- **REQUIREMENT**
Pull out every line in the entries below that contains the string "each". Case counts.

□ □ □ □ □

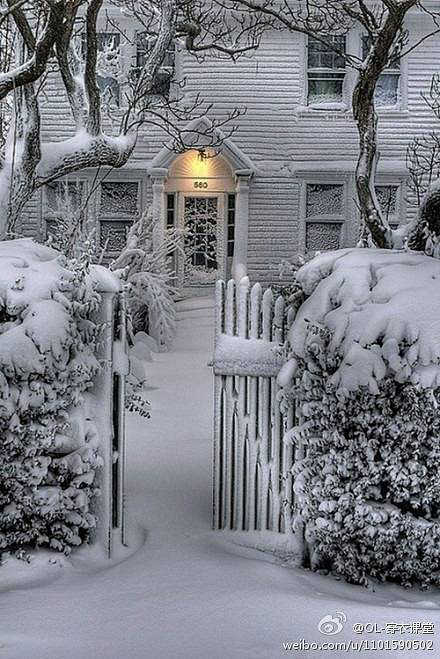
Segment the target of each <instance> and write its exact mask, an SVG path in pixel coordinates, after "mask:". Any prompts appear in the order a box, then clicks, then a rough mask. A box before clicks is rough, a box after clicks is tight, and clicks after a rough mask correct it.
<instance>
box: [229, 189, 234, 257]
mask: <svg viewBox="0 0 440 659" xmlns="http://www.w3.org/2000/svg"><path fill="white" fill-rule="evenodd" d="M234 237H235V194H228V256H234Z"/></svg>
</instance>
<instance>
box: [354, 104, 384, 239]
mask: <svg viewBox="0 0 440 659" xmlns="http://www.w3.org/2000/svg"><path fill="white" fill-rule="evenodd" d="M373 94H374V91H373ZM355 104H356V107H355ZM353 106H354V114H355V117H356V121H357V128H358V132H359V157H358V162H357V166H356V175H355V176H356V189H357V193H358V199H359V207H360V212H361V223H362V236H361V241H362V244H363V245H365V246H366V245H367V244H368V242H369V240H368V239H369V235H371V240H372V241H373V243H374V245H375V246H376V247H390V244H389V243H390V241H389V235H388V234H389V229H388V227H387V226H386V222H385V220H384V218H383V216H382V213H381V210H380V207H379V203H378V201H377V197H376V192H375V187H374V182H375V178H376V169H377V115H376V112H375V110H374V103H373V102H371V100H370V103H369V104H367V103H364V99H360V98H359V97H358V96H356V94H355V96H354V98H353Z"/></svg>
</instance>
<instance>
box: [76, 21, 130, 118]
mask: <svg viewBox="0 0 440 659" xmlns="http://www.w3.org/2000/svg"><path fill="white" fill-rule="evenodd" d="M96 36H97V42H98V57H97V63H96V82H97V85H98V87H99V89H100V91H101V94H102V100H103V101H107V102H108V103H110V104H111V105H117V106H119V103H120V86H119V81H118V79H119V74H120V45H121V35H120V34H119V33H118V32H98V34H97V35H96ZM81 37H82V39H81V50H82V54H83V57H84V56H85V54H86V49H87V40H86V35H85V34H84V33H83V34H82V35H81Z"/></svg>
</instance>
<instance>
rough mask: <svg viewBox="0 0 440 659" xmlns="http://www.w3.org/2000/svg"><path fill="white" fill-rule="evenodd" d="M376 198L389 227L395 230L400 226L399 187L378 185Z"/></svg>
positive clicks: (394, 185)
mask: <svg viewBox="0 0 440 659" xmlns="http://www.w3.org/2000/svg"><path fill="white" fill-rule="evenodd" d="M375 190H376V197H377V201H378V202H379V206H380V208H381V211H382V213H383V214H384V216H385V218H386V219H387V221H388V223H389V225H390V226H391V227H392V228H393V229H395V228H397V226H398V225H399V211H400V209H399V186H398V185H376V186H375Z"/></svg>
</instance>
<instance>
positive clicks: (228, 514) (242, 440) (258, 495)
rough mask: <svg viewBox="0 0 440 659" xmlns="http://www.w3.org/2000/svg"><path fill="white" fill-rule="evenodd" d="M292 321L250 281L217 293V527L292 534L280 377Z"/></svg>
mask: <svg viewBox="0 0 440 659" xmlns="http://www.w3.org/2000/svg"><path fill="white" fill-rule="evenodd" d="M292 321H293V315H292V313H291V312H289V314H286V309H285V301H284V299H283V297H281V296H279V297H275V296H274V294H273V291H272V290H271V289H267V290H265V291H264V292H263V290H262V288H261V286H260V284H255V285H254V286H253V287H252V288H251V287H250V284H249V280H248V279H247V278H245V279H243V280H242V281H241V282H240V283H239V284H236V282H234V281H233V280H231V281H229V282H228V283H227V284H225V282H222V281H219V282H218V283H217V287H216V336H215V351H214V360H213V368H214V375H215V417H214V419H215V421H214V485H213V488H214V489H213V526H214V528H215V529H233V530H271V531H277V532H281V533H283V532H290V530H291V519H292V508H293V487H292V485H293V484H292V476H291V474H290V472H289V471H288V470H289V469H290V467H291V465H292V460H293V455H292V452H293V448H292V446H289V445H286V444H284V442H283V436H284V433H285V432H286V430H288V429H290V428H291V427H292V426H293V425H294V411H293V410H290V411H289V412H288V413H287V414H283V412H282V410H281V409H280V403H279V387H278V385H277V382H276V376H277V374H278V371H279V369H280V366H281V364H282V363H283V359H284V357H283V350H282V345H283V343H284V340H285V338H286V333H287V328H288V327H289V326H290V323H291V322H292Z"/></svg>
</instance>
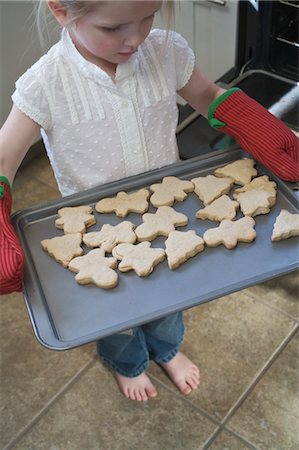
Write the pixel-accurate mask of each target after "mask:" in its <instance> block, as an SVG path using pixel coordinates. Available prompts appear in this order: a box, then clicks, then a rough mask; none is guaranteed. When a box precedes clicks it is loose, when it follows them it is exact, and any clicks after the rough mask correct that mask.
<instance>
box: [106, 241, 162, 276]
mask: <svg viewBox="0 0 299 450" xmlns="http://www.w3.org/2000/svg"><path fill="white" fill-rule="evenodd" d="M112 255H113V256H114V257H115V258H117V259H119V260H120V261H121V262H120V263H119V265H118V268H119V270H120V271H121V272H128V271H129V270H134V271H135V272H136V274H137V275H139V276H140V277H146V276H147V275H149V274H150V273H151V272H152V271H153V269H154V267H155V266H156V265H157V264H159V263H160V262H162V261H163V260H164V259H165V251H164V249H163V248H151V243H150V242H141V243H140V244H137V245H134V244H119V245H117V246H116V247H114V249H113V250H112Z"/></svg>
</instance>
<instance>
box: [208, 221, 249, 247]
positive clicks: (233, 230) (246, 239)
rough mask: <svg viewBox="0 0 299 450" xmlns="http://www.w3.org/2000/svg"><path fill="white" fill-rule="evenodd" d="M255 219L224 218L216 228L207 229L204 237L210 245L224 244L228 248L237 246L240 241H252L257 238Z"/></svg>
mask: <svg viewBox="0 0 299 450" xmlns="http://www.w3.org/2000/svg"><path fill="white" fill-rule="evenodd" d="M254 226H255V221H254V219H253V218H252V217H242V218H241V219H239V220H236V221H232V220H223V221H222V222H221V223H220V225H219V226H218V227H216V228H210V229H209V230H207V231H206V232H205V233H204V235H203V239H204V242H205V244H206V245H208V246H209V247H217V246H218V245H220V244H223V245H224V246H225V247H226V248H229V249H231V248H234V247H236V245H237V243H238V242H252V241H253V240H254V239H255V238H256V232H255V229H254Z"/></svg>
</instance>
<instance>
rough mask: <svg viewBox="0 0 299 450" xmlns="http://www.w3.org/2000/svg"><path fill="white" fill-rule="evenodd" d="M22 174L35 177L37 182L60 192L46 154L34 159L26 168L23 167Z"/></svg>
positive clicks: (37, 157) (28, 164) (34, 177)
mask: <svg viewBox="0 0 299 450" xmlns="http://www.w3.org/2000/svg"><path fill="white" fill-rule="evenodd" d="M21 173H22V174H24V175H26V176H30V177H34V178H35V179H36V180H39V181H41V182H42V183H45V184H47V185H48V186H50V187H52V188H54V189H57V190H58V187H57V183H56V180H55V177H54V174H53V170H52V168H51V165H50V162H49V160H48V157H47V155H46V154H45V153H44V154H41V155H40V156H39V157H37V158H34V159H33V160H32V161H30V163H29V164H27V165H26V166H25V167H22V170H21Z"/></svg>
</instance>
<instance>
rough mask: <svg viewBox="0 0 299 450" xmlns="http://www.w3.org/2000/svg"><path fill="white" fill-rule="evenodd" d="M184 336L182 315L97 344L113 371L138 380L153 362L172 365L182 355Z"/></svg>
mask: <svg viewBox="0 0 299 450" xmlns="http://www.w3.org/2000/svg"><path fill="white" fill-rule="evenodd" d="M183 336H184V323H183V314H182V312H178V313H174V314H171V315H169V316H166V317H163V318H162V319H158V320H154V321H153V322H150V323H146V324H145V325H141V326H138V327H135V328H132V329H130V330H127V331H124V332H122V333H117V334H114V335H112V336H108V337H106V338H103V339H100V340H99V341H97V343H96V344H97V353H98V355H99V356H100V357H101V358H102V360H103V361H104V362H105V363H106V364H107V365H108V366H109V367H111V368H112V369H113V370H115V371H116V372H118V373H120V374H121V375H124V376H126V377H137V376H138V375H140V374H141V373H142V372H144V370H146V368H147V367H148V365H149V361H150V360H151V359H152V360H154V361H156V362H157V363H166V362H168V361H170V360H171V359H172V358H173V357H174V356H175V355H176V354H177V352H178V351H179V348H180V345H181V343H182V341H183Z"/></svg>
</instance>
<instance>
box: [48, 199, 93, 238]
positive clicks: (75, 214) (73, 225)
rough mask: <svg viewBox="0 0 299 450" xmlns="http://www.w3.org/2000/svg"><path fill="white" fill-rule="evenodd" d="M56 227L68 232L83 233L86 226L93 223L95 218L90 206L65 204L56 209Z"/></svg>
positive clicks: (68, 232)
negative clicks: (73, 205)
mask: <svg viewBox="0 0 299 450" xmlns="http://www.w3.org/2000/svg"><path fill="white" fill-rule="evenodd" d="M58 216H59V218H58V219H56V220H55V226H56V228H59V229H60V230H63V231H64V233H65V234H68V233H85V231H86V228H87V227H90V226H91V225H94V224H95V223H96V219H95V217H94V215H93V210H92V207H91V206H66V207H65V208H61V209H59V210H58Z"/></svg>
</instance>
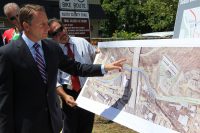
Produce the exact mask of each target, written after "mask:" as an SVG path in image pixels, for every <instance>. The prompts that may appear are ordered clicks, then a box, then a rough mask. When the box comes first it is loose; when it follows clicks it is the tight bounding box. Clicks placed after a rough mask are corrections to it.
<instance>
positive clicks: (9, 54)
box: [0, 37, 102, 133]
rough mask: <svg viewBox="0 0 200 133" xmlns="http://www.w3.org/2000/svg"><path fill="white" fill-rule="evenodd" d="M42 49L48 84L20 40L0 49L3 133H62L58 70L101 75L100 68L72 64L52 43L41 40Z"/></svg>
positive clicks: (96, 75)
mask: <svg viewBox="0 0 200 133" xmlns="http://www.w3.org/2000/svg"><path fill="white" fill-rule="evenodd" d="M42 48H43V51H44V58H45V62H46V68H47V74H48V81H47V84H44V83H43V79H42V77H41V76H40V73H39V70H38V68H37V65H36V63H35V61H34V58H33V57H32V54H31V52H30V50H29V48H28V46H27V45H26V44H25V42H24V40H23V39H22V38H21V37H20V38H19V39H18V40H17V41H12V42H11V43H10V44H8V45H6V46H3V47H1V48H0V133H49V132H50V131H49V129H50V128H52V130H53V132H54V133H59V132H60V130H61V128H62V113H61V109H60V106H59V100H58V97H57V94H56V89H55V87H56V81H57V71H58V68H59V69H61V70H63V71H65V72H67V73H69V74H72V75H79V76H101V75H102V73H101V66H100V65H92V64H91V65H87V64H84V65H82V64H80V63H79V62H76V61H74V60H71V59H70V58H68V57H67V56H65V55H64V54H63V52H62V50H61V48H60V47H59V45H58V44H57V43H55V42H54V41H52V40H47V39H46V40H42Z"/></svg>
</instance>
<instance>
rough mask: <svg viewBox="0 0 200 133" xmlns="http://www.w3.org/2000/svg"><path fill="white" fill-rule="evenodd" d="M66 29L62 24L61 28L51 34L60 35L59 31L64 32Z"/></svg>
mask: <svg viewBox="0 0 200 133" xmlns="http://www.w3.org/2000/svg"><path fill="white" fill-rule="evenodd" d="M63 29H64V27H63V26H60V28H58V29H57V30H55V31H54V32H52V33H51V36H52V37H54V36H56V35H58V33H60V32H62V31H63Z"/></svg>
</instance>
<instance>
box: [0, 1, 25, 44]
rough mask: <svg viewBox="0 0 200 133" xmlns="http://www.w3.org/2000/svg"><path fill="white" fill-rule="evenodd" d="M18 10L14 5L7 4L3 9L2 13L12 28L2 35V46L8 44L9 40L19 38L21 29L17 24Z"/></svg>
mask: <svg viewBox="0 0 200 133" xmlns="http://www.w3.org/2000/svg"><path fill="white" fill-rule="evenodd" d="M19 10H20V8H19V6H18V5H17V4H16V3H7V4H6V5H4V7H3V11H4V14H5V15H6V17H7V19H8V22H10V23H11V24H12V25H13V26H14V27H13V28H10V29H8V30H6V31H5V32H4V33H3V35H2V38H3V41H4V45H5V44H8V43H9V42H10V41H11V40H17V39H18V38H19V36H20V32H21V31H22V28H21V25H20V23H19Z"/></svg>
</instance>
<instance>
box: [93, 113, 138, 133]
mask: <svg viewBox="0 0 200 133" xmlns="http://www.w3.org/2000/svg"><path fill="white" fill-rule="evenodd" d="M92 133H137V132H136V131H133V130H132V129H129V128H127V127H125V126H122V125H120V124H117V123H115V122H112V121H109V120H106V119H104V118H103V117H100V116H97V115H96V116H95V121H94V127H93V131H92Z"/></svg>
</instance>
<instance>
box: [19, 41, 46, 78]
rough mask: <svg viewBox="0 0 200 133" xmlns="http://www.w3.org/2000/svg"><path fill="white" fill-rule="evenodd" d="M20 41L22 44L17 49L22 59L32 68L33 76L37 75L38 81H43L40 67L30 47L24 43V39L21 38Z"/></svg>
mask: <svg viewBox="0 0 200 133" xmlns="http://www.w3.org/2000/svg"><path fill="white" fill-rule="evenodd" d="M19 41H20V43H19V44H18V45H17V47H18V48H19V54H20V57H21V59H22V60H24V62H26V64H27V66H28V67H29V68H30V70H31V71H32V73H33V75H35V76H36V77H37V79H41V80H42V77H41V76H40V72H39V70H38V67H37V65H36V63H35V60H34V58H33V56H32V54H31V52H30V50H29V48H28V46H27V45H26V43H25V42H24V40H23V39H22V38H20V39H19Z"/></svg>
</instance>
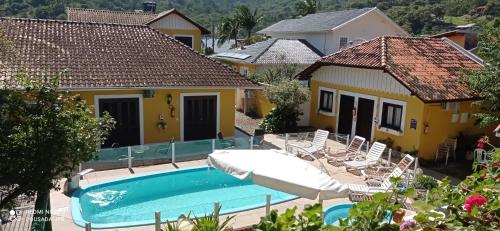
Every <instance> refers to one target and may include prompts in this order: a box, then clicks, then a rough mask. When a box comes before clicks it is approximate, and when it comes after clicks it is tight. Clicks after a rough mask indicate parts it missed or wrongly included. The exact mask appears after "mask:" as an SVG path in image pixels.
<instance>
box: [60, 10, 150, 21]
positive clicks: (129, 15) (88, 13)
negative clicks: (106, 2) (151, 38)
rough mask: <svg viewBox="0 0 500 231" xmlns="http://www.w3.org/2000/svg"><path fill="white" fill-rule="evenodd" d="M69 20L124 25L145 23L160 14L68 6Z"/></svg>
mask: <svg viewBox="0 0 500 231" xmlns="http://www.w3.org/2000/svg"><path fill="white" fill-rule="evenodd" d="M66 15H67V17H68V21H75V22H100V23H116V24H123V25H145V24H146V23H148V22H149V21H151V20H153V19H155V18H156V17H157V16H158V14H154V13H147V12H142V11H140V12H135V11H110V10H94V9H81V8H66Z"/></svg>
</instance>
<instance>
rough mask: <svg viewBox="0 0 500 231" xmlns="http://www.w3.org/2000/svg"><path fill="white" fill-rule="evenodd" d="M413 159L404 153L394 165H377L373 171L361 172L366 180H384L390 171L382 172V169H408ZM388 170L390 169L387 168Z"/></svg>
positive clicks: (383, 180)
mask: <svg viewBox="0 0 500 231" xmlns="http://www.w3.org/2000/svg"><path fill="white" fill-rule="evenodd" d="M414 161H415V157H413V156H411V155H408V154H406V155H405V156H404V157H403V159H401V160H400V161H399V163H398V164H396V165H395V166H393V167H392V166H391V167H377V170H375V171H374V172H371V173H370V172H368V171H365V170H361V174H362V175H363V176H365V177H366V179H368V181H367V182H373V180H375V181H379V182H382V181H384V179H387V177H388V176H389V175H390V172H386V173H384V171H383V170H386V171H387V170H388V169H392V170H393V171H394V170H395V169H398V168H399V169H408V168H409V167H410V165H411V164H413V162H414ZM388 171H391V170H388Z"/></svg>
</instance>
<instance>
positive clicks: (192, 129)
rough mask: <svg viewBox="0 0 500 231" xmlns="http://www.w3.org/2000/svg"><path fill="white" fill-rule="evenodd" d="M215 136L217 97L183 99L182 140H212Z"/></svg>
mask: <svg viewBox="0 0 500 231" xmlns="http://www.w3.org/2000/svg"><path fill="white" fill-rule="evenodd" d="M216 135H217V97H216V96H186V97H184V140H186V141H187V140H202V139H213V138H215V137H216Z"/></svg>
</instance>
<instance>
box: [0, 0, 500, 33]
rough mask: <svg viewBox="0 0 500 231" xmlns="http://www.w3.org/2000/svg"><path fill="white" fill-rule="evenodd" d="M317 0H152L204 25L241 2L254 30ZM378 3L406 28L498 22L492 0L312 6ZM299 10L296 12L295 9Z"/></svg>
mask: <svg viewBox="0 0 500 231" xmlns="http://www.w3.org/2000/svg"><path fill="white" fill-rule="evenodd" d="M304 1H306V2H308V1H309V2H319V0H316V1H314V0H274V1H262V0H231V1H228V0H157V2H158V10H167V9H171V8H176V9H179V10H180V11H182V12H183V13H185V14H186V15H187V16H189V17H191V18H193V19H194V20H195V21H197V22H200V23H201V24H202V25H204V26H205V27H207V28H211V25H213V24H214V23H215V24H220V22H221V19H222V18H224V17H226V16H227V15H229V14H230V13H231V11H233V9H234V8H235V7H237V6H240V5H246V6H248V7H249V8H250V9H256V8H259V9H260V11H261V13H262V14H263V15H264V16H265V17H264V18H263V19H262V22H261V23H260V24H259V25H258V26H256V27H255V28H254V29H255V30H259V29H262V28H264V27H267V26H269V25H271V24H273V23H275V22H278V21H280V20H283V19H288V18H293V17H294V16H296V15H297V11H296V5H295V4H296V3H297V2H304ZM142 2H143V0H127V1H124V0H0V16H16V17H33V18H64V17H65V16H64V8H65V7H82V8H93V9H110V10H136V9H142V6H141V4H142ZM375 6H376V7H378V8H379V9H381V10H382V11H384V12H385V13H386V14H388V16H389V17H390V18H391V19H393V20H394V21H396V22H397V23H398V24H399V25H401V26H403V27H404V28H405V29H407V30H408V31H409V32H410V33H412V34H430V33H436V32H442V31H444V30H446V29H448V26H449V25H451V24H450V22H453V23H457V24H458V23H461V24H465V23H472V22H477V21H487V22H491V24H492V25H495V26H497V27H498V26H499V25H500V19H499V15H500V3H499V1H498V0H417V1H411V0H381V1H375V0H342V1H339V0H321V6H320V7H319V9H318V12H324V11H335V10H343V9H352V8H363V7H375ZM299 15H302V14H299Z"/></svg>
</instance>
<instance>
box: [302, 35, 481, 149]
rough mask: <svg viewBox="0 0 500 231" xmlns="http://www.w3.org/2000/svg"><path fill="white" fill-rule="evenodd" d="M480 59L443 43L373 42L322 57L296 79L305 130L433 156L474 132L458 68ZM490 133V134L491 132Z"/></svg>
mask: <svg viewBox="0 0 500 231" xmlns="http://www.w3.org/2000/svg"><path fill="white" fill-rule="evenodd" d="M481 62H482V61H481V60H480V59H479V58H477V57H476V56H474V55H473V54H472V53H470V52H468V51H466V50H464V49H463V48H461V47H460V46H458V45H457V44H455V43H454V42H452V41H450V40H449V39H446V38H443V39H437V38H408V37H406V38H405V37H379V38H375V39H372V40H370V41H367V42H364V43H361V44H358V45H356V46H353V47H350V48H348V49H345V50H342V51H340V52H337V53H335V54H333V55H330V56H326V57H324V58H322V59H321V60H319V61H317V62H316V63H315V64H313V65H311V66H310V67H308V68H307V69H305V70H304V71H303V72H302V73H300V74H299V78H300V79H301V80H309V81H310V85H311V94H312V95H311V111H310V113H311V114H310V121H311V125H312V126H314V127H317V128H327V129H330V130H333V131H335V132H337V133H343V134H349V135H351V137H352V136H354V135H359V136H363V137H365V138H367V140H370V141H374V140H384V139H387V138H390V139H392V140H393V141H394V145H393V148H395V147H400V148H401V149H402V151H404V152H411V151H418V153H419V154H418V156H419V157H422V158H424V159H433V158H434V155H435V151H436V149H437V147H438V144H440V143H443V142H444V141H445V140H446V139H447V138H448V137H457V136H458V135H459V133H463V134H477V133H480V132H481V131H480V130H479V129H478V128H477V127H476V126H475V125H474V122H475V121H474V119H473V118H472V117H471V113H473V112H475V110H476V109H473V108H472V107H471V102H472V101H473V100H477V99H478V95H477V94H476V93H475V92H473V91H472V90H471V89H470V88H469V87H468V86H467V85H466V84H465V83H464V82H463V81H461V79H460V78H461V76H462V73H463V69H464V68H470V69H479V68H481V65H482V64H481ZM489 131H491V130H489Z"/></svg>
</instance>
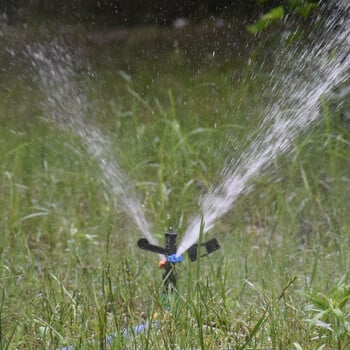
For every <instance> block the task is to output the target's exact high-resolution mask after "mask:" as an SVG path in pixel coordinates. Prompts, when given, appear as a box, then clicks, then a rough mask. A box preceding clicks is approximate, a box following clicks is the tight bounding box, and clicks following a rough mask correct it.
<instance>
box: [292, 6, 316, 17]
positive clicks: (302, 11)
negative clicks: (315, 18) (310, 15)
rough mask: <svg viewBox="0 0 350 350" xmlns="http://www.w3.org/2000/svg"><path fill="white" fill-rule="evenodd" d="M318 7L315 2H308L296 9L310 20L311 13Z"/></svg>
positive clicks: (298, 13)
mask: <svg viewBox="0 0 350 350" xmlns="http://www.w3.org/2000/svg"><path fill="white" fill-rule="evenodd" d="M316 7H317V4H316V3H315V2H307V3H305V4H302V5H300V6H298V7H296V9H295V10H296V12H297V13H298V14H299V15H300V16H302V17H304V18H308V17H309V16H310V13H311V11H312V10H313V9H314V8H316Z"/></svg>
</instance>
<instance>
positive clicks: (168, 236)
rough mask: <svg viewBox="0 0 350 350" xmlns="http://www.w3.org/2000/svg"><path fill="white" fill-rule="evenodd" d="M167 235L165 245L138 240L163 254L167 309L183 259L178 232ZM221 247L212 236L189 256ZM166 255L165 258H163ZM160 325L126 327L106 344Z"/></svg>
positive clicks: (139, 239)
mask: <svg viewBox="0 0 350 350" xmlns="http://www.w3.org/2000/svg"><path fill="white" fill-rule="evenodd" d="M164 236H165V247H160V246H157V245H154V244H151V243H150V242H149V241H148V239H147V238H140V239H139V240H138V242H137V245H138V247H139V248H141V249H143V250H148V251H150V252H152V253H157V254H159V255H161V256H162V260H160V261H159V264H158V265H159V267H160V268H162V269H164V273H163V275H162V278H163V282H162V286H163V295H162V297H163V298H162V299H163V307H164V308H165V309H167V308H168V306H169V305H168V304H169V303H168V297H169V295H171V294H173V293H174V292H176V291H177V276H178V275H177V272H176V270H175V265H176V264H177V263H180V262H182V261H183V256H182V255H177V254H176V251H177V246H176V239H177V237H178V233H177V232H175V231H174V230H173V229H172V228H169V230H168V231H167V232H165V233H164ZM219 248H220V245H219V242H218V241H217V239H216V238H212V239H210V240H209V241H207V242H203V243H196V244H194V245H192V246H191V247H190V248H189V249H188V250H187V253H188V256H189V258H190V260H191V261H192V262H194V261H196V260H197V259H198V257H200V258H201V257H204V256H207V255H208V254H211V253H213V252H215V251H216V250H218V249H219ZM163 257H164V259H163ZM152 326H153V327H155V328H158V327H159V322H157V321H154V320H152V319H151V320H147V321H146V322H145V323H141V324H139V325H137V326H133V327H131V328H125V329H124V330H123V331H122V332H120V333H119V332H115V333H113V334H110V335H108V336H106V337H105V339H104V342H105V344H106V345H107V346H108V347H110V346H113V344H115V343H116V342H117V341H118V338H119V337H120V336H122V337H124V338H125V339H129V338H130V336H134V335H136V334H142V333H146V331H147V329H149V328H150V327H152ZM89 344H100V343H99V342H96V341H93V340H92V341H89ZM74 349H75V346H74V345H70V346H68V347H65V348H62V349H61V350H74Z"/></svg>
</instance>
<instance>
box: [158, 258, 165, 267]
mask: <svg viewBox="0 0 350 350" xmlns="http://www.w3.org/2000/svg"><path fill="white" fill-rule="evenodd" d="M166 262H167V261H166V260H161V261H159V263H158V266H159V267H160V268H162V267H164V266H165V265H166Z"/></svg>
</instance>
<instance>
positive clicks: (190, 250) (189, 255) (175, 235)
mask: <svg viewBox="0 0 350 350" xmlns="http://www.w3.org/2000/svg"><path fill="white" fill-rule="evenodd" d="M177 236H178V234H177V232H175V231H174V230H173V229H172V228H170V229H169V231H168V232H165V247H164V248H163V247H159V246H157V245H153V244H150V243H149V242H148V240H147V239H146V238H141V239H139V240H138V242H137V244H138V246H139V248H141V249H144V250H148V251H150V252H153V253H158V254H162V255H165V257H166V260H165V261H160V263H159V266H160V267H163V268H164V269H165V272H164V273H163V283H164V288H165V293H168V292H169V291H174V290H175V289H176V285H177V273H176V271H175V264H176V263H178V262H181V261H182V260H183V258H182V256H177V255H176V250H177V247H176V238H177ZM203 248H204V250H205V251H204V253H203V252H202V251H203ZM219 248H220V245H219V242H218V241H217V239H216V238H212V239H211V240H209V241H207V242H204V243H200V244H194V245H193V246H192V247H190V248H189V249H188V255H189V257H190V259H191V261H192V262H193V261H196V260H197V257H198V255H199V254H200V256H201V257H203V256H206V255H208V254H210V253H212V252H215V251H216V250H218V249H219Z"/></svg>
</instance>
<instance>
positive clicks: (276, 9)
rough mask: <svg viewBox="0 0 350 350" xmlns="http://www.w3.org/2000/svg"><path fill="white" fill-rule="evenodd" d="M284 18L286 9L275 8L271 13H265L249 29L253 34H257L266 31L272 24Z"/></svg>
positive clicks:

□ □ □ □ □

- **TASK ANSWER**
Segment the target of each <instance> and write its exact mask, an SVG path in pixel coordinates, after "mask:". Any prompts appear in the order a box, then clicks, then a rough mask. A box before clicks is rough, a box after clicks is tight, and clicks after a rough mask correct it.
Write the pixel-accurate mask of each target after "mask:" in its <instance> block, as an SVG path using pixel coordinates. Available prompts appear in this order: a box, then clicks, then a rough mask; none is guaranteed. When a box precedes clicks it is loose, when it follows them it is exact, and any clicks after the rough mask correct that mask.
Produce the exact mask of each target, written after "mask:" as an SVG path in image pixels, for every <instance>. The prompts that may appear are ordered clicks, then a box, then a rough mask. When the box comes first it is loose; when it follows clicks it is the tight bounding box. Clicks placed after a rough mask are corrections to it.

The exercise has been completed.